Since President Tyler had no intention of seeking a full term in the 1844 presidential election at the time he married Julia Gardiner, she had knowledge that her time as First Lady would be brief. Thus she accelerated a regular pace of entertaining, afforded the chance to serve as official hostess for only the four months of the last social season of the Tyler Administration, from December 1844 to March 1845. Some among Washington’s social elite also disdained her regal form of receiving guests by seating herself among a dozen young women dressed alike in white and dubbed her “vestal virgins.” From the religious press, she earned disapproval for the abundant supply of champagne she had served to guests and the physical closeness of the new waltz dancing she sponsored and participated in.
The young First Lady also changed public presidential ceremony. She directed that the President be removed from more direct access to the public when he received them. There was a practical reason for Julia Tyler’s changing the format in which a presidential couple received their guests, related directly to the safety and security of the President himself. Previously, the President would simply stand in the middle of the Blue Room to welcome guests and often found himself besieged or even engulfed by guests. During open-house public receptions, this presented both a tiring, somewhat undignified but also dangerous scenario. Julia Tyler’s new configuration had the President standing against the wall, in the deeper side of the oval room. It kept people from coming up behind him and also allowed for the single line of guests to stream in and out efficiently.
Along these lines, Julia Tyler has been anecdotally credited with directing the Marine Band to always play a specific march whenever she and the President entered a public event, later to be famously known as “Hail to the Chief.” It is difficult to find documented evidence of this and the innovation is sometimes credited to her immediate successor Sarah Polk.
While her youth left her relatively ignorant of political machinations than might be the long term spouse of an elected official, Julia Tyler sought to exercise a small degree of influence in the policy realm. With her tremendous fame, she was the recipient of requests from individual citizens for executive clemencies, pardons, military leave and federal employment. She would pass these requests on to the appropriate Cabinet departments or the president himself and indicate whether she supported their plea. Her most successful intercession was helping to commute the death sentence of a notorious New Yorker nicknamed “Babe” accused of piracy on the high seas.

* * * * * * *

* Problems to solve:
1/ Translate this sentence from the passage on Julia Tyler into Spanish: "The young First Lady also changed public presidential ceremony."
2/ Pick up the passage on Julia Tyler after its final sentence and carry it on with a paragraph or two.
The listing that comes after the passage on Julia Tyler is separate material.

* Supplied information:

* * * * * * *

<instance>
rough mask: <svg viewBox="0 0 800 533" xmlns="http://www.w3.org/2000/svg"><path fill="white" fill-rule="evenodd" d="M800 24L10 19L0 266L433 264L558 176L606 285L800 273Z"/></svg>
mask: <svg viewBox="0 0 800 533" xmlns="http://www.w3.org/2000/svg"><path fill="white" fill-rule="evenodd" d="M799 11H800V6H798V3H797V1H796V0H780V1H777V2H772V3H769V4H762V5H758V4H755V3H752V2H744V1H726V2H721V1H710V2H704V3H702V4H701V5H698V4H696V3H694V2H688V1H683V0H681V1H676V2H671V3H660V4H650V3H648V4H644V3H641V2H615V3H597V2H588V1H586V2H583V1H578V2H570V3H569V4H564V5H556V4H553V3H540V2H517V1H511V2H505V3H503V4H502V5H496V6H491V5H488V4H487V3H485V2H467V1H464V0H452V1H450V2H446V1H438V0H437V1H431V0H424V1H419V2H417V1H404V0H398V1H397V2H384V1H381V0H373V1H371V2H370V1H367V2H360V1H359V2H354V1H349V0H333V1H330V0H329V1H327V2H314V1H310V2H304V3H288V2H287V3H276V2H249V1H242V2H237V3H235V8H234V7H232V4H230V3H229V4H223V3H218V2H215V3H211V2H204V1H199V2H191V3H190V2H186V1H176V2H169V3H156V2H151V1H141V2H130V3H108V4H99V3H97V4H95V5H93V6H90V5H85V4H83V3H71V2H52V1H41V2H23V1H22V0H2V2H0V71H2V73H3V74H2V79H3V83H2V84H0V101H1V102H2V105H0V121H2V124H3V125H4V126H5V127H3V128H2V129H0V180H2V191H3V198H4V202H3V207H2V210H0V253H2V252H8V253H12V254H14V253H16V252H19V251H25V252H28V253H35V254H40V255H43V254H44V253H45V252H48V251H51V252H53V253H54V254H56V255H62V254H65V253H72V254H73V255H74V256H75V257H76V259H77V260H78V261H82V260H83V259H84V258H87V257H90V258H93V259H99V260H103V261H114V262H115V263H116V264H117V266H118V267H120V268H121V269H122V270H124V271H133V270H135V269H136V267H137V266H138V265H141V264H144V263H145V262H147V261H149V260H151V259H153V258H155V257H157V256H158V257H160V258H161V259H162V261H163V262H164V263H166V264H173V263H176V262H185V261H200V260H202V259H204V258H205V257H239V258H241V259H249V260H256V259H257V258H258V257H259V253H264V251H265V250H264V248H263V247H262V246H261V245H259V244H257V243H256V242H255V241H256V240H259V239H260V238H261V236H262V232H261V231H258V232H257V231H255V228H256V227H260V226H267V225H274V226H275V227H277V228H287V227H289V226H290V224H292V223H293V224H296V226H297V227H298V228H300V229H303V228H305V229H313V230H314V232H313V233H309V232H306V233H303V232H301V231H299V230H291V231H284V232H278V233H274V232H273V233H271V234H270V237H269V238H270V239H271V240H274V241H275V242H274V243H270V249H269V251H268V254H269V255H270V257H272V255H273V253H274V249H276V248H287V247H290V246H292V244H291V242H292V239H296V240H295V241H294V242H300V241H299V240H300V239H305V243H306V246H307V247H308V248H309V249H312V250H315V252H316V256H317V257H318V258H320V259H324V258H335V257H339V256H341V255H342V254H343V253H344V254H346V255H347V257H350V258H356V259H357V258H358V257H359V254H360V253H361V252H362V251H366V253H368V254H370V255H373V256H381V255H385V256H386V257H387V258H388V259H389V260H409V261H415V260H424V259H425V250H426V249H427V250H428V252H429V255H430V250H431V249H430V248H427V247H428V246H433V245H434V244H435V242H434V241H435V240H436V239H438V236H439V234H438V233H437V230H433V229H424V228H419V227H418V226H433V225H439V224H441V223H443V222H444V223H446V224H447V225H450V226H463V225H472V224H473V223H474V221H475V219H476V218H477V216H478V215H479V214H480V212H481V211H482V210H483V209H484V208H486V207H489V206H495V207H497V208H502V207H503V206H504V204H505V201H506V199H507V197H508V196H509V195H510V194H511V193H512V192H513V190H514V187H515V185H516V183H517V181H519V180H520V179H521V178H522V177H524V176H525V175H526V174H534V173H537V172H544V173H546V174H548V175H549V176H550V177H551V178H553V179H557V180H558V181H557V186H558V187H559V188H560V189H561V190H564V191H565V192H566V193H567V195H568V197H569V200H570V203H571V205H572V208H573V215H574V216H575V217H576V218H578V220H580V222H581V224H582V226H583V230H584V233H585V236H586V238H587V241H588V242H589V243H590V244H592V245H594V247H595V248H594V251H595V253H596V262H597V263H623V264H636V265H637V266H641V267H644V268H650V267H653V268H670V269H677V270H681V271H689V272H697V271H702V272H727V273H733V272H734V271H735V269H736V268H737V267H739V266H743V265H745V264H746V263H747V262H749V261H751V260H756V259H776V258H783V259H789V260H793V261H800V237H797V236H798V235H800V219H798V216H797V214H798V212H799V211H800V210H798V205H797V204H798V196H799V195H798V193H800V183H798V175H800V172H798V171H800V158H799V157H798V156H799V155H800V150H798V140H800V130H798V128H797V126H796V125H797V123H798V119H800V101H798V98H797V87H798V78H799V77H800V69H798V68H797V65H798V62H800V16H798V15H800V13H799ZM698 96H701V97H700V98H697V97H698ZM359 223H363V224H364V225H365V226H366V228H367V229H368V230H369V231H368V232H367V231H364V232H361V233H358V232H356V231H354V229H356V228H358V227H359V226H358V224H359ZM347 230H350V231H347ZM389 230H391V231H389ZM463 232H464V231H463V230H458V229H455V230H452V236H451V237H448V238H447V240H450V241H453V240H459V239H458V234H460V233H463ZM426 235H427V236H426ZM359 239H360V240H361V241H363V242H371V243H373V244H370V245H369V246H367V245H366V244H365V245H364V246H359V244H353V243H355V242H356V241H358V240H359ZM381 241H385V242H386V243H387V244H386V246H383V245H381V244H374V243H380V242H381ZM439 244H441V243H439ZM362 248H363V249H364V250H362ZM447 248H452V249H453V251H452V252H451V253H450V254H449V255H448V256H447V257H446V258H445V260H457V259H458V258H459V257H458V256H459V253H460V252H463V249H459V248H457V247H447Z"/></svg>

* * * * * * *

* Answer list:
1/ La joven Primera Dama también cambió el ceremonial presidencial público.

2/
Through the summer, fall and winter of 1844 and 1845, Julia Tyler did serve as the intermediary between the President and her brother Alex Gardiner in his ambitious plan to control all of New York’s Suffolk County appointments and place only pro-Tyler Democrats in those positions. While the strategy was planned by her brother, the First Lady not only transmitted names, open positions and patronage decisions but often indicated her own personal views on potential appointees. When the appointments required Senate confirmation, Julia Tyler assured her brother that she would personally attempt to persuade those who had the power to approve the nominees. It was an effort intended to forge a new party withTyler as leader, and run him as President in 1848.
It was the power of her personal charm and a lobbying effort based more on personal flattery and attention rather than policy which saw Julia Tyler strenuously promoting the President’s proposed annexation of Texas among individual House and Senate members. She did this by appearing at the Capitol to listen to the scheduled debates onTexas, and sending out copies of the President’s unique proposal for a joint-resolution annexation, which required a majority of both houses. In one of the first – if not the first – political cartoon that linked a First Lady to a piece of legislation, John Tyler was depicted at a cross-road, one lane marked “Texas,” the other “White House” – meaning a presidential campaign in 1844. Indicating his preference for Texas, Julia Gardiner is shown at the end of the road leading that way, under a parasol as if luring him down it towards glory. A popular ditty began with the words, “Texas was the Captain’s [Tyler’s] bride, ‘til a lovelier one he took…” When Tyler signed the joint-resolution, he further forged the connection between his proudest achievement and his First Lady by awarding her the pen he used. She, in turn, wore it proudly on a chain around her neck at the closing public events of her tenure. On 18 February 1845, she hosted a “Grand Finale Ball,” for three thousand invited guests. Some one thousand candles were said to be burned and ninety-six bottles of champagne consumed, with numerous bands providing continuous dance music.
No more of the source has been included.